:: DATA FOR ANALYSIS ::

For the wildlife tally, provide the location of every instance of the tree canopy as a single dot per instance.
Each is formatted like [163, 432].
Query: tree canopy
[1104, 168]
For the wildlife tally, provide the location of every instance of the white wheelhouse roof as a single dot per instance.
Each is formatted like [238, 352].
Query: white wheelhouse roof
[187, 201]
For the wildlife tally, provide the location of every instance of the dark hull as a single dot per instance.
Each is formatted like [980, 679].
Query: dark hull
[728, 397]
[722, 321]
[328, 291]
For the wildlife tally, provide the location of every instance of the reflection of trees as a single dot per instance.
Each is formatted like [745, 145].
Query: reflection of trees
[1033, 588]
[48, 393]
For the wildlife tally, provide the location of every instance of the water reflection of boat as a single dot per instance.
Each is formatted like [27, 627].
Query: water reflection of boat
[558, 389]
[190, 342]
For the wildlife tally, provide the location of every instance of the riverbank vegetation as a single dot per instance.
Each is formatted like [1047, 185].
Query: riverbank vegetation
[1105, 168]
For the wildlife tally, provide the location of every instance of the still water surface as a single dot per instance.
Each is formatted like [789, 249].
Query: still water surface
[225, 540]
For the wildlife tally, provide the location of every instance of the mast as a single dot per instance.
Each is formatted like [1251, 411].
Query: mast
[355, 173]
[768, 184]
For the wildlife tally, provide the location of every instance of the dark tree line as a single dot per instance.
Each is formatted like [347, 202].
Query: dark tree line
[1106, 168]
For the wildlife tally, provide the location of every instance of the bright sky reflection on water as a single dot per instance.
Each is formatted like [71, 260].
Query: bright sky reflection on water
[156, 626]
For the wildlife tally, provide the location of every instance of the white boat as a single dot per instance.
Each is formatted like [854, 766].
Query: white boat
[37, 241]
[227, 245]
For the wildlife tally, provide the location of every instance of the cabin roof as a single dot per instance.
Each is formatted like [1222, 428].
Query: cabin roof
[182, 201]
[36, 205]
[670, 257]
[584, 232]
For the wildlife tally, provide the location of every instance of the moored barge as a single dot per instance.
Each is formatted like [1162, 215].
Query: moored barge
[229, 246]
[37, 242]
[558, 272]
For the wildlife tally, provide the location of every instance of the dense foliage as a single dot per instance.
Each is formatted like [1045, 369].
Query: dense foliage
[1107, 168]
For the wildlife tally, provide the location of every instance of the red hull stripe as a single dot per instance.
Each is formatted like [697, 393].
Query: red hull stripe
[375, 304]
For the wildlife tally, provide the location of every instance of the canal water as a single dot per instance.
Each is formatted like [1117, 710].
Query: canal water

:::

What you return must be an exact retyping of the lines above starting at the line with "Query: riverbank vegetation" and ending at the line with "Each is formatted like [854, 766].", and nothing besides.

## FINAL ANSWER
Query: riverbank vegetation
[1105, 168]
For the wildlife tally, provide the location of every instance of the still water surface as a single dot per instance.
Each is formatted like [789, 249].
Query: still water surface
[225, 540]
For the wildlife tally, provide the location of every instance of the mast as a single dot per instance.
Each is formatted like [1251, 411].
Query: mast
[355, 173]
[768, 184]
For the wildlife tally, provide the location of every instance of the dark tree line as a single dot per instance.
Each is formatted like [347, 202].
Query: dark tree line
[1106, 168]
For the wildlife tally, provide the location of every instance of the bright sky reflection on water as a single dot per instance.
Each is formatted like [71, 260].
Query: bright sky reflection on water
[156, 626]
For the wildlife tally, provide the location of every instance of the white boat as a single dot per instance.
Each is formatted like [854, 766].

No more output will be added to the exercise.